+++ RECORD EXCERPTS

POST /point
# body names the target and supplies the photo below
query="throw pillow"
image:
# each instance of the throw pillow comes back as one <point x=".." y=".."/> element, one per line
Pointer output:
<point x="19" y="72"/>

++++++

Output the rows above as a two-column CSV with the header input,output and one line per row. Put each row's text in the input field and its answer in the output field, with every field quoted and all line breaks replaced by spaces.

input,output
"POST /point # body names the target and supplies the photo below query=""throw pillow"" image: # each instance of the throw pillow comes back as one <point x="".."" y=""..""/> element, one per line Pointer output:","<point x=""19"" y=""72""/>"